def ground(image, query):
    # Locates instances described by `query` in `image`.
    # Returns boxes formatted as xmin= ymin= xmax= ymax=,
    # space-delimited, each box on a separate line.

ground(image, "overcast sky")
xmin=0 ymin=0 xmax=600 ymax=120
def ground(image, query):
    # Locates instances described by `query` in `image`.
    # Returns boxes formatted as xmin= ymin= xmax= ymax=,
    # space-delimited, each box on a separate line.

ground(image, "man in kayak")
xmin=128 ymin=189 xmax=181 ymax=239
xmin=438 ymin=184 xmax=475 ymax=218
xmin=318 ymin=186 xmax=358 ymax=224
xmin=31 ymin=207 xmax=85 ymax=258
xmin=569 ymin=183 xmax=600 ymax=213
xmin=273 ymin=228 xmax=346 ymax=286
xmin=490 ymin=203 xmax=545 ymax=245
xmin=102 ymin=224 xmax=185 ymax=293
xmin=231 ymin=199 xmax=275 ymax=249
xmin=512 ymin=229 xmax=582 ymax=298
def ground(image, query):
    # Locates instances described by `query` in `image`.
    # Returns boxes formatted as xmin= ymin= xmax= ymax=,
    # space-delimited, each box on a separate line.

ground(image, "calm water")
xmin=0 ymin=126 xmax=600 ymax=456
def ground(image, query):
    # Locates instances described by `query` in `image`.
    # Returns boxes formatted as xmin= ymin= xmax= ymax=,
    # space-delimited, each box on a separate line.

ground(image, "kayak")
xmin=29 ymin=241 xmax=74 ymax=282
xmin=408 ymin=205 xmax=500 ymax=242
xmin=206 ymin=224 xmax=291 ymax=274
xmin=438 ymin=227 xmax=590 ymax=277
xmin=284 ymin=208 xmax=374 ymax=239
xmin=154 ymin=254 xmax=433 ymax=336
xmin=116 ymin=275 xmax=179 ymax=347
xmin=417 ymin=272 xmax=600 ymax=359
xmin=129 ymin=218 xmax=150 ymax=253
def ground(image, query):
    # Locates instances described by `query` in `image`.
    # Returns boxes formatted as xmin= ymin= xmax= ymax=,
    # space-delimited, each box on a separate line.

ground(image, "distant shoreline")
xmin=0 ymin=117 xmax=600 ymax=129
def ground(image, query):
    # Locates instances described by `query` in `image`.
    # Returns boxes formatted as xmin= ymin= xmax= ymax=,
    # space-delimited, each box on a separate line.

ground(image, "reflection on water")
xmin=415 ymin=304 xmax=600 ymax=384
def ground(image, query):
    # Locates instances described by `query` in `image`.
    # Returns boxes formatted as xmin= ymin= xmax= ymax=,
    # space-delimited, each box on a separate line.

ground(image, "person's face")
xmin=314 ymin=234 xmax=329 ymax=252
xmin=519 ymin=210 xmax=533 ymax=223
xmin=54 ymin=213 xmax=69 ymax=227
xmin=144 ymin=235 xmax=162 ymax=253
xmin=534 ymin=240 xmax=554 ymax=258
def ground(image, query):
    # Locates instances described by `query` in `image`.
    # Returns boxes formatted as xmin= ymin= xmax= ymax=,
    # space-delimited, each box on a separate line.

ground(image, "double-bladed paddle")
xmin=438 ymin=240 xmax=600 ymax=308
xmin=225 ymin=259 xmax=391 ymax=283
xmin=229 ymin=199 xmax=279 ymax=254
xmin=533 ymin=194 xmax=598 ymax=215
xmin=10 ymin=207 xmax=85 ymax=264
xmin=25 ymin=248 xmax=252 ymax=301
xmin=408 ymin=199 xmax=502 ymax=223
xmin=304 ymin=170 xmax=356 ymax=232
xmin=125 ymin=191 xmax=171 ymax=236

+++++

▶ Work required: Rewrite the data above as a Markdown table with columns Num and Content, one row per line of text, numbered in order, with blank lines left out.

▶ Correct answer:
| Num | Content |
|---|---|
| 1 | def ground(image, query): |
| 2 |     # Locates instances described by `query` in `image`. |
| 3 |     # Returns boxes formatted as xmin= ymin= xmax= ymax=, |
| 4 |     # space-delimited, each box on a separate line. |
| 5 | ground(image, "overcast sky") |
| 6 | xmin=0 ymin=0 xmax=600 ymax=120 |
| 7 | def ground(image, query): |
| 8 |     # Locates instances described by `query` in `image`. |
| 9 |     # Returns boxes formatted as xmin= ymin= xmax= ymax=, |
| 10 |     # space-delimited, each box on a separate line. |
| 11 | ground(image, "man in kayak") |
| 12 | xmin=128 ymin=189 xmax=181 ymax=239 |
| 13 | xmin=438 ymin=184 xmax=475 ymax=218 |
| 14 | xmin=318 ymin=186 xmax=358 ymax=224 |
| 15 | xmin=31 ymin=207 xmax=85 ymax=258 |
| 16 | xmin=569 ymin=183 xmax=600 ymax=213 |
| 17 | xmin=273 ymin=228 xmax=346 ymax=286 |
| 18 | xmin=490 ymin=203 xmax=545 ymax=245 |
| 19 | xmin=102 ymin=224 xmax=185 ymax=293 |
| 20 | xmin=231 ymin=199 xmax=275 ymax=249 |
| 21 | xmin=512 ymin=229 xmax=582 ymax=298 |
| 22 | def ground(image, query): |
| 23 |     # Locates instances described by `query` in `image`. |
| 24 |     # Returns boxes formatted as xmin= ymin= xmax= ymax=, |
| 25 |     # space-delimited, each box on a separate line. |
| 26 | ground(image, "calm water") |
| 27 | xmin=0 ymin=126 xmax=600 ymax=456 |
| 28 | def ground(image, query): |
| 29 |     # Locates instances described by `query` in `image`. |
| 30 |     # Returns boxes formatted as xmin= ymin= xmax= ymax=, |
| 31 |     # space-delimited, each box on a separate line. |
| 32 | ground(image, "kayak") |
| 33 | xmin=29 ymin=241 xmax=74 ymax=282 |
| 34 | xmin=408 ymin=205 xmax=500 ymax=242 |
| 35 | xmin=206 ymin=224 xmax=291 ymax=274 |
| 36 | xmin=438 ymin=227 xmax=590 ymax=277 |
| 37 | xmin=284 ymin=208 xmax=374 ymax=239 |
| 38 | xmin=154 ymin=254 xmax=433 ymax=336 |
| 39 | xmin=116 ymin=275 xmax=179 ymax=347 |
| 40 | xmin=417 ymin=272 xmax=600 ymax=359 |
| 41 | xmin=129 ymin=218 xmax=150 ymax=253 |
| 42 | def ground(image, query): |
| 43 |     # Locates instances described by `query` in `image`. |
| 44 |     # Returns boxes formatted as xmin= ymin= xmax= ymax=, |
| 45 |     # space-delimited, each box on a separate line. |
| 46 | ground(image, "distant shoreline") |
| 47 | xmin=0 ymin=117 xmax=600 ymax=129 |
| 48 | def ground(image, query): |
| 49 |     # Locates instances described by `query` in `image`. |
| 50 |     # Returns boxes formatted as xmin= ymin= xmax= ymax=, |
| 51 |     # space-delimited, each box on a separate line. |
| 52 | ground(image, "reflection on water") |
| 53 | xmin=415 ymin=304 xmax=600 ymax=384 |
| 54 | def ground(image, query): |
| 55 |     # Locates instances described by `query` in `image`. |
| 56 |     # Returns boxes formatted as xmin= ymin= xmax= ymax=, |
| 57 |     # space-delimited, each box on a separate line. |
| 58 | ground(image, "person's face") |
| 59 | xmin=314 ymin=234 xmax=329 ymax=252 |
| 60 | xmin=519 ymin=210 xmax=533 ymax=223 |
| 61 | xmin=54 ymin=213 xmax=69 ymax=227 |
| 62 | xmin=144 ymin=235 xmax=162 ymax=253 |
| 63 | xmin=534 ymin=240 xmax=554 ymax=258 |
| 64 | def ground(image, query): |
| 65 |     # Locates instances described by `query` in `image`. |
| 66 |     # Returns boxes formatted as xmin= ymin= xmax= ymax=, |
| 67 |     # space-delimited, each box on a separate line. |
| 68 | ground(image, "double-bladed paddle") |
| 69 | xmin=438 ymin=240 xmax=600 ymax=308 |
| 70 | xmin=225 ymin=259 xmax=391 ymax=283 |
| 71 | xmin=229 ymin=199 xmax=279 ymax=254 |
| 72 | xmin=533 ymin=194 xmax=598 ymax=215 |
| 73 | xmin=10 ymin=207 xmax=85 ymax=264 |
| 74 | xmin=25 ymin=248 xmax=252 ymax=301 |
| 75 | xmin=408 ymin=199 xmax=502 ymax=223 |
| 76 | xmin=304 ymin=170 xmax=356 ymax=232 |
| 77 | xmin=125 ymin=191 xmax=171 ymax=236 |